* **Direction**
All lines below must be repeated exactly, with the pictures omitted.

* **Records for the task**
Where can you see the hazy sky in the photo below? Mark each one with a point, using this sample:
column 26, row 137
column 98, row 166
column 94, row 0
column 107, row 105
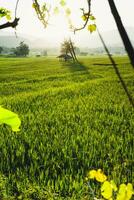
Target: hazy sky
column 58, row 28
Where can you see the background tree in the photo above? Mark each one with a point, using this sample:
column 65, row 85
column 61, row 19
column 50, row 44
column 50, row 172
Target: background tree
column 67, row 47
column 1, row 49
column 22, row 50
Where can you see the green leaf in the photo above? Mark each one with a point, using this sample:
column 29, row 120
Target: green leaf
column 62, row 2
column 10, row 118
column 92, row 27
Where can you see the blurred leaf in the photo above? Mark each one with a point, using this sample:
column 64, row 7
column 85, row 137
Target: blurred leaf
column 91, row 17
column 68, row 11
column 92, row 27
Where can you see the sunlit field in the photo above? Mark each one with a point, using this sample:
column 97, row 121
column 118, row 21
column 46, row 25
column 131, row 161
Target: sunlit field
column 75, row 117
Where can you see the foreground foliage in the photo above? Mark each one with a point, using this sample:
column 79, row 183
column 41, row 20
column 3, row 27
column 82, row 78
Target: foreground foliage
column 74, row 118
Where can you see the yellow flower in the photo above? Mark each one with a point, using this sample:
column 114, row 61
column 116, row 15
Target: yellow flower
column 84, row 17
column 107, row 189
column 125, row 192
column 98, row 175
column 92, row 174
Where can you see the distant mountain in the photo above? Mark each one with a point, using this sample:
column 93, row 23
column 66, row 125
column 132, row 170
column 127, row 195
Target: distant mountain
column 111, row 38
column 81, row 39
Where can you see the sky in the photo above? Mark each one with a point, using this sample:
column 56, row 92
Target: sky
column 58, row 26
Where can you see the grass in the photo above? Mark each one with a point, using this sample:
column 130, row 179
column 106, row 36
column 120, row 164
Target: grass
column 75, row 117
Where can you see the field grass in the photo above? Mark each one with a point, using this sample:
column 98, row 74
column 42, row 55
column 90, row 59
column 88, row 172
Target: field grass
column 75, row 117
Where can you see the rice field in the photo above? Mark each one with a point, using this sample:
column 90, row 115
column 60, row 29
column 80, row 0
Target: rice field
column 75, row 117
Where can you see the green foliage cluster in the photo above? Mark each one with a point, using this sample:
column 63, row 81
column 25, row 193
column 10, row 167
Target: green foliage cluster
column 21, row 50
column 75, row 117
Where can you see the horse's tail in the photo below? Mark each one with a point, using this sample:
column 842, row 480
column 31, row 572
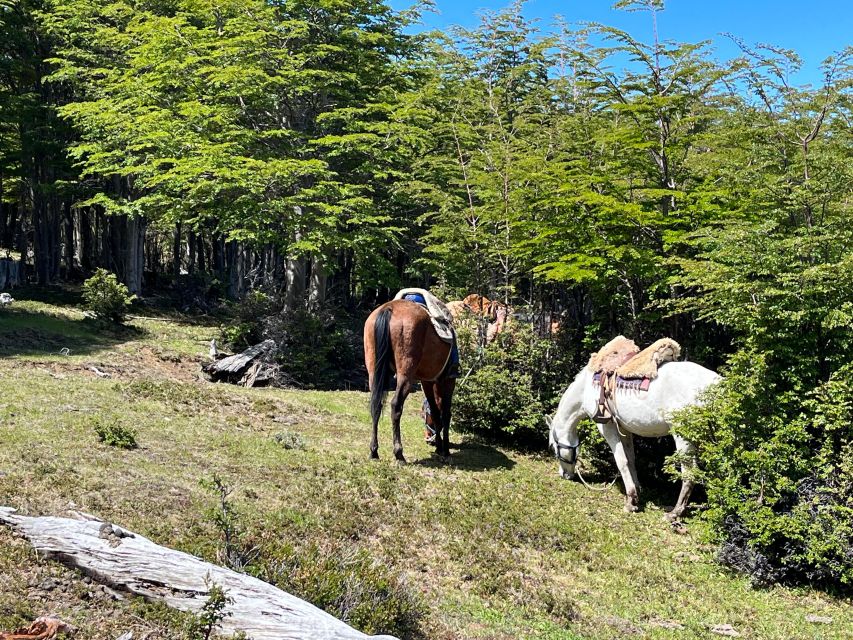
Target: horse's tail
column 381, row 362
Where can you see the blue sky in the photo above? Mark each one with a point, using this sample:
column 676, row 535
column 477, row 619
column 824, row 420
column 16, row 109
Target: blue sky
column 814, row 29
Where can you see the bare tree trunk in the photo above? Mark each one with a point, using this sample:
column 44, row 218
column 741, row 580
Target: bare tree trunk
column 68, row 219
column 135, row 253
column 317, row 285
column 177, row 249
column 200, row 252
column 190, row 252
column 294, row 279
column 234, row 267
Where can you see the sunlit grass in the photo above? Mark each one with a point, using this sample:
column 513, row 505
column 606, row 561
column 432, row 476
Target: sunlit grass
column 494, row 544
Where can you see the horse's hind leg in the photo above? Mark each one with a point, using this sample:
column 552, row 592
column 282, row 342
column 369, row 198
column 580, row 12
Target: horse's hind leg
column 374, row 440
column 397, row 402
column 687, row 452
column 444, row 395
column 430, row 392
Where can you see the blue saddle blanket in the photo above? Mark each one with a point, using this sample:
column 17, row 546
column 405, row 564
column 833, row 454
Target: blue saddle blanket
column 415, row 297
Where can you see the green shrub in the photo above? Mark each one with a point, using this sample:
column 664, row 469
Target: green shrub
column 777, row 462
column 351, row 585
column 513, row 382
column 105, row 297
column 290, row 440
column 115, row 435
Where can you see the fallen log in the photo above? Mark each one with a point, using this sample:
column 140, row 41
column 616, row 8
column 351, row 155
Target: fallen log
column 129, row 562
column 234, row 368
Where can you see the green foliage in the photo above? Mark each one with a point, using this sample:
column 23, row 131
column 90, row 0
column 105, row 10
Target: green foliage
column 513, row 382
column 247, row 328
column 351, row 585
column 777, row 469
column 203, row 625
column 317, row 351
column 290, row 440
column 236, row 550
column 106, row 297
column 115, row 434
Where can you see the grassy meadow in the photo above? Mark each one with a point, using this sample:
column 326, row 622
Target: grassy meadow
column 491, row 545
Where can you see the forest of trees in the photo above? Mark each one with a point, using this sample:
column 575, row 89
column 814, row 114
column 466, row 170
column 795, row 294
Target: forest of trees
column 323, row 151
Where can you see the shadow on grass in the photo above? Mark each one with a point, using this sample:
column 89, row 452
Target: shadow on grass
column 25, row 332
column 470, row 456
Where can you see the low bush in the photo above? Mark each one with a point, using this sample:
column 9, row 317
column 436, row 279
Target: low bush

* **Expected output**
Where can you see the hazy sky in the photo below? Mark each one with a point, using this sample:
column 26, row 137
column 98, row 166
column 94, row 0
column 107, row 105
Target: hazy sky
column 58, row 28
Where can you see the background tree in the photo above? Mark each one with a point, using this sample:
column 65, row 85
column 61, row 19
column 50, row 44
column 50, row 172
Target: background tree
column 67, row 47
column 1, row 49
column 22, row 50
Where can you see the green leaf in the photo above? Mark each one with a point, using this sample:
column 29, row 120
Target: green leaf
column 62, row 2
column 10, row 118
column 92, row 27
Where can you see the blurred leaf in the photo above? Mark each one with a point, using this sample:
column 64, row 7
column 85, row 137
Target: blurred leaf
column 91, row 17
column 68, row 11
column 92, row 27
Where can you see the sunlit field in the photo above? Mark each one with a point, using this sample:
column 97, row 121
column 118, row 21
column 46, row 25
column 131, row 161
Target: sunlit field
column 75, row 117
Where can you see the foreground foliage in the photo above? Mark each one with a point, using this sample:
column 79, row 183
column 41, row 20
column 3, row 27
column 82, row 78
Target: foreground foliage
column 74, row 118
Where can you see the yellow flower in the photo above? Mark each one with a point, using this sample:
column 114, row 61
column 116, row 15
Target: yellow flower
column 84, row 17
column 107, row 189
column 125, row 192
column 98, row 175
column 92, row 174
Where can you see the distant mountain in the photo above? Mark each one with a point, using this sample:
column 93, row 23
column 66, row 125
column 132, row 170
column 127, row 195
Target: distant mountain
column 111, row 38
column 81, row 39
Where can you see the sky in the photo above? Mark each one with a point, using this sample:
column 56, row 92
Target: sky
column 58, row 26
Where can you see the grass in the photo above? Mark each one with a point, using this sample:
column 130, row 179
column 106, row 36
column 120, row 164
Target: grass
column 75, row 117
Where can you see the field grass in the photo above? Mark each one with a point, using this sample:
column 98, row 74
column 42, row 55
column 90, row 59
column 88, row 172
Target: field grass
column 75, row 117
Where can you see the rice field in the photo above? Mark each one with a point, using this sample:
column 90, row 115
column 60, row 29
column 80, row 0
Target: rice field
column 75, row 117
Where can you see the green foliage cluster in the photo above? Mark each one with a point, using this sample:
column 63, row 81
column 25, row 193
column 10, row 167
Target: green foliage cluster
column 21, row 50
column 75, row 117
Where can you see the horse's tail in the photo below? Mark each one with a point, using this sample:
column 842, row 480
column 31, row 572
Target: horse's tail
column 381, row 362
Where can you see the blue sky in the photo above? Mark each one with a point, using this sample:
column 676, row 535
column 477, row 619
column 824, row 420
column 16, row 109
Target: blue sky
column 814, row 29
Where can you see the bare tree trunk in the photo above? Mark each one with a point, using this sample:
column 44, row 218
column 741, row 580
Target: bare tree trunk
column 68, row 219
column 135, row 253
column 317, row 285
column 177, row 249
column 200, row 252
column 190, row 252
column 294, row 279
column 234, row 267
Where can you see the sunlit grass in the photo above? Mark each one with a point, using this sample:
column 513, row 505
column 606, row 561
column 432, row 476
Target: sunlit grass
column 494, row 544
Where can you see the horse's hind leg in the photo above? Mark each one with a point, using this sample:
column 552, row 592
column 282, row 342
column 369, row 198
column 580, row 12
Target: horse's hind leg
column 374, row 440
column 397, row 402
column 687, row 452
column 444, row 395
column 430, row 392
Where can you see the blue saddle blanket in the photo above? Mark each one with a point, using this sample:
column 17, row 546
column 405, row 564
column 833, row 454
Target: blue saddle blanket
column 415, row 297
Where can you see the green shrub in the photo above? Mark each one with a point, using this sample:
column 664, row 469
Target: green shrub
column 777, row 462
column 351, row 585
column 513, row 382
column 105, row 297
column 290, row 440
column 115, row 435
Where can you see the fallen log in the photo above? Mark each one with a point, using this sample:
column 140, row 41
column 616, row 8
column 351, row 155
Target: fallen log
column 129, row 562
column 234, row 368
Where can you see the green foliage in the photo above? Mark each one with a point, using this sample:
column 23, row 131
column 90, row 0
column 105, row 10
Target: green foliage
column 513, row 382
column 247, row 328
column 351, row 585
column 777, row 469
column 203, row 625
column 317, row 351
column 290, row 440
column 236, row 550
column 106, row 297
column 115, row 434
Where can you see the grassy meadow in the photo above? Mark each one with a point, using this sample:
column 326, row 622
Target: grassy meadow
column 491, row 545
Where can you see the forest of trees in the photo above? Mark each one with a point, using this sample:
column 575, row 89
column 814, row 114
column 466, row 170
column 795, row 294
Target: forest of trees
column 323, row 151
Where can you see the shadow on grass in the photo above? Mark each one with a point, using this sample:
column 89, row 452
Target: shadow on grass
column 25, row 332
column 470, row 456
Where can you see the low bush in the photo above? Mark each one with a point, using this sample:
column 9, row 317
column 436, row 279
Target: low bush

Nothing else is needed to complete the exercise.